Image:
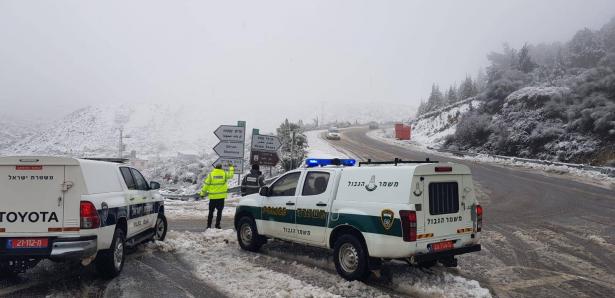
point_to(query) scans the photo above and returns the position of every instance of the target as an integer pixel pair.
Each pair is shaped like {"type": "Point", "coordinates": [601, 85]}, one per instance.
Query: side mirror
{"type": "Point", "coordinates": [264, 191]}
{"type": "Point", "coordinates": [154, 185]}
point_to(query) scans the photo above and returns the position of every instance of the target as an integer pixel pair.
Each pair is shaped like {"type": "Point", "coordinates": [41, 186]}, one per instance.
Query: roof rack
{"type": "Point", "coordinates": [395, 162]}
{"type": "Point", "coordinates": [108, 159]}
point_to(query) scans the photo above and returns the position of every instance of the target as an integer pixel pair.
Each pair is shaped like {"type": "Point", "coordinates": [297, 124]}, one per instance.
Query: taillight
{"type": "Point", "coordinates": [479, 218]}
{"type": "Point", "coordinates": [408, 225]}
{"type": "Point", "coordinates": [89, 216]}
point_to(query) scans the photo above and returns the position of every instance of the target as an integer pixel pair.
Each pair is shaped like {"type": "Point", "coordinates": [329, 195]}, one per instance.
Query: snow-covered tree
{"type": "Point", "coordinates": [467, 88]}
{"type": "Point", "coordinates": [451, 95]}
{"type": "Point", "coordinates": [525, 63]}
{"type": "Point", "coordinates": [436, 99]}
{"type": "Point", "coordinates": [294, 144]}
{"type": "Point", "coordinates": [586, 49]}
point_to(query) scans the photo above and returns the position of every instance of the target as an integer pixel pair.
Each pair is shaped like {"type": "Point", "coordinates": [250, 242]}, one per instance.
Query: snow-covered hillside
{"type": "Point", "coordinates": [94, 131]}
{"type": "Point", "coordinates": [432, 128]}
{"type": "Point", "coordinates": [165, 129]}
{"type": "Point", "coordinates": [13, 130]}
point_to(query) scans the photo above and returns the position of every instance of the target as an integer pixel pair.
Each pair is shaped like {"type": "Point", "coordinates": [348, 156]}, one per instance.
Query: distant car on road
{"type": "Point", "coordinates": [333, 134]}
{"type": "Point", "coordinates": [65, 209]}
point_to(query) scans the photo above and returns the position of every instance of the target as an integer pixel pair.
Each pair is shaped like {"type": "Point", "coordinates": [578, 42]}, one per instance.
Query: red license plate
{"type": "Point", "coordinates": [440, 246]}
{"type": "Point", "coordinates": [18, 243]}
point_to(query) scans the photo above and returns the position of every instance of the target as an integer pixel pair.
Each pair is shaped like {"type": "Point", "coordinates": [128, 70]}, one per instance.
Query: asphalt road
{"type": "Point", "coordinates": [543, 236]}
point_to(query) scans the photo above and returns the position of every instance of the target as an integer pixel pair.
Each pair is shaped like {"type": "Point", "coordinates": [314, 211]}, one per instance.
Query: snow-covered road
{"type": "Point", "coordinates": [288, 270]}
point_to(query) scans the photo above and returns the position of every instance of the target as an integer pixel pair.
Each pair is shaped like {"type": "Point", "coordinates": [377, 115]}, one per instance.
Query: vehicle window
{"type": "Point", "coordinates": [443, 198]}
{"type": "Point", "coordinates": [130, 182]}
{"type": "Point", "coordinates": [139, 180]}
{"type": "Point", "coordinates": [285, 186]}
{"type": "Point", "coordinates": [315, 183]}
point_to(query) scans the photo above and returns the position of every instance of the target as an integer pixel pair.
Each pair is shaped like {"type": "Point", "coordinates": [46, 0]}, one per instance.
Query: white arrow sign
{"type": "Point", "coordinates": [236, 162]}
{"type": "Point", "coordinates": [230, 150]}
{"type": "Point", "coordinates": [229, 133]}
{"type": "Point", "coordinates": [266, 143]}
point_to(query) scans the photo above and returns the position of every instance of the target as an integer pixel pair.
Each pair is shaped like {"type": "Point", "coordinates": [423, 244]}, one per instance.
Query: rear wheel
{"type": "Point", "coordinates": [248, 236]}
{"type": "Point", "coordinates": [109, 263]}
{"type": "Point", "coordinates": [160, 229]}
{"type": "Point", "coordinates": [350, 257]}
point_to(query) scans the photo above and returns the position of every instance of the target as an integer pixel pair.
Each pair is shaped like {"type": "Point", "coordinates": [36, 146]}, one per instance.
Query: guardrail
{"type": "Point", "coordinates": [604, 170]}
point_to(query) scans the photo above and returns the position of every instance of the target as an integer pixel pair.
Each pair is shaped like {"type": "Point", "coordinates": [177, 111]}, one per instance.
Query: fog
{"type": "Point", "coordinates": [257, 56]}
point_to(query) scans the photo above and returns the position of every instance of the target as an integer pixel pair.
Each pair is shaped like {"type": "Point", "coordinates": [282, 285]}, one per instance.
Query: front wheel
{"type": "Point", "coordinates": [160, 229]}
{"type": "Point", "coordinates": [350, 257]}
{"type": "Point", "coordinates": [109, 263]}
{"type": "Point", "coordinates": [248, 236]}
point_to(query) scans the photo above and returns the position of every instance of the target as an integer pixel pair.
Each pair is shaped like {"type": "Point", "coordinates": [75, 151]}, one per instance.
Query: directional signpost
{"type": "Point", "coordinates": [264, 149]}
{"type": "Point", "coordinates": [264, 158]}
{"type": "Point", "coordinates": [231, 145]}
{"type": "Point", "coordinates": [265, 143]}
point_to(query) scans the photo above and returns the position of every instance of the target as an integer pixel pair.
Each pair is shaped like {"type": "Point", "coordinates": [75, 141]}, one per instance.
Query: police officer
{"type": "Point", "coordinates": [215, 186]}
{"type": "Point", "coordinates": [252, 182]}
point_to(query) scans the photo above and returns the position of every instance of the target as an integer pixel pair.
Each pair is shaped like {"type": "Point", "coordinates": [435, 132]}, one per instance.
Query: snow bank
{"type": "Point", "coordinates": [321, 148]}
{"type": "Point", "coordinates": [535, 96]}
{"type": "Point", "coordinates": [236, 273]}
{"type": "Point", "coordinates": [385, 135]}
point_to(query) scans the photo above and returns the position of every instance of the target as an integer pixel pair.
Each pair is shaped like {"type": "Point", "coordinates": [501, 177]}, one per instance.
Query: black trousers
{"type": "Point", "coordinates": [215, 205]}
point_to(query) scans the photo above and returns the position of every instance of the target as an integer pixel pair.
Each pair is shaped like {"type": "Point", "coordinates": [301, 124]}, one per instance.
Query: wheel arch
{"type": "Point", "coordinates": [122, 223]}
{"type": "Point", "coordinates": [346, 230]}
{"type": "Point", "coordinates": [240, 215]}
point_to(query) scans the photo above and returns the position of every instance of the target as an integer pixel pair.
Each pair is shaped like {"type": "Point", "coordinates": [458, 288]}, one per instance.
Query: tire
{"type": "Point", "coordinates": [350, 257]}
{"type": "Point", "coordinates": [247, 235]}
{"type": "Point", "coordinates": [160, 229]}
{"type": "Point", "coordinates": [110, 262]}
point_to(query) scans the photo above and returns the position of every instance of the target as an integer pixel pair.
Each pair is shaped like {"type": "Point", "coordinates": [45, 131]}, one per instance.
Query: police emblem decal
{"type": "Point", "coordinates": [371, 186]}
{"type": "Point", "coordinates": [387, 218]}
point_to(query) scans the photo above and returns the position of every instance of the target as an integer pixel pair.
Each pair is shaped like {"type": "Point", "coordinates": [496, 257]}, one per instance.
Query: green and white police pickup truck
{"type": "Point", "coordinates": [421, 212]}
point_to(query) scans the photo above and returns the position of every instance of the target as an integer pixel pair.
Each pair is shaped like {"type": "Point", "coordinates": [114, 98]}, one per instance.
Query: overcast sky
{"type": "Point", "coordinates": [56, 56]}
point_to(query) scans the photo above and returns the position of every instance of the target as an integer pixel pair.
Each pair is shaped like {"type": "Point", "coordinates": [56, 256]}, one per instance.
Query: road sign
{"type": "Point", "coordinates": [229, 133]}
{"type": "Point", "coordinates": [237, 163]}
{"type": "Point", "coordinates": [229, 149]}
{"type": "Point", "coordinates": [231, 146]}
{"type": "Point", "coordinates": [265, 143]}
{"type": "Point", "coordinates": [264, 158]}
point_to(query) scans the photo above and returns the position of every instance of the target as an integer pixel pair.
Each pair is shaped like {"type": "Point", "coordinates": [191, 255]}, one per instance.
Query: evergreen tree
{"type": "Point", "coordinates": [586, 49]}
{"type": "Point", "coordinates": [451, 95]}
{"type": "Point", "coordinates": [294, 144]}
{"type": "Point", "coordinates": [436, 99]}
{"type": "Point", "coordinates": [467, 89]}
{"type": "Point", "coordinates": [525, 63]}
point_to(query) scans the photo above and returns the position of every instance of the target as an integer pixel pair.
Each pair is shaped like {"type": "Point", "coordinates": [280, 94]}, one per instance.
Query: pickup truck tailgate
{"type": "Point", "coordinates": [31, 198]}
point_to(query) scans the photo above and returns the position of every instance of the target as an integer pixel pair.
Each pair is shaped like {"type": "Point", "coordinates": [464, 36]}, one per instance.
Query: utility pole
{"type": "Point", "coordinates": [292, 151]}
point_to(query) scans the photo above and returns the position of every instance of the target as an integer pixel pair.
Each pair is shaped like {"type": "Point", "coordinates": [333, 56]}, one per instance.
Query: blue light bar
{"type": "Point", "coordinates": [321, 162]}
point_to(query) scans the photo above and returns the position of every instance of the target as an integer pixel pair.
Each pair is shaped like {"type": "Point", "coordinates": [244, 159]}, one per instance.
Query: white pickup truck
{"type": "Point", "coordinates": [74, 209]}
{"type": "Point", "coordinates": [421, 212]}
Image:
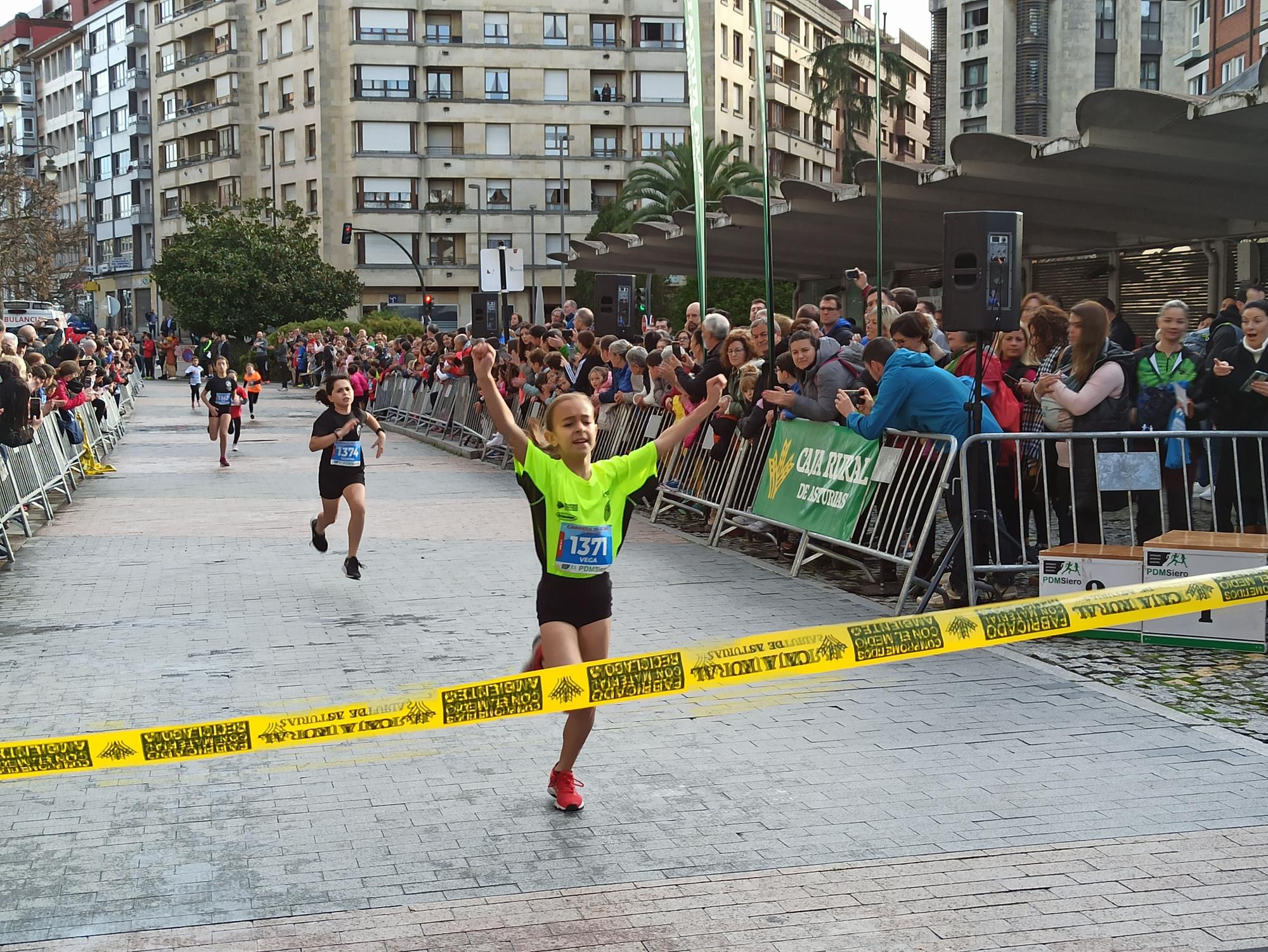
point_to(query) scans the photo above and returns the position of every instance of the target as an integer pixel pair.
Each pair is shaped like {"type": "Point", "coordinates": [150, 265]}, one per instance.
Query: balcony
{"type": "Point", "coordinates": [386, 89]}
{"type": "Point", "coordinates": [384, 35]}
{"type": "Point", "coordinates": [386, 202]}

= = = = = = =

▶ CHALLENGE
Identify each line above that contains the string "wheel" and reproduce every such line in full. Case is significant.

▶ COMPLETED TASK
Query: rear wheel
Query: front wheel
Query: wheel arch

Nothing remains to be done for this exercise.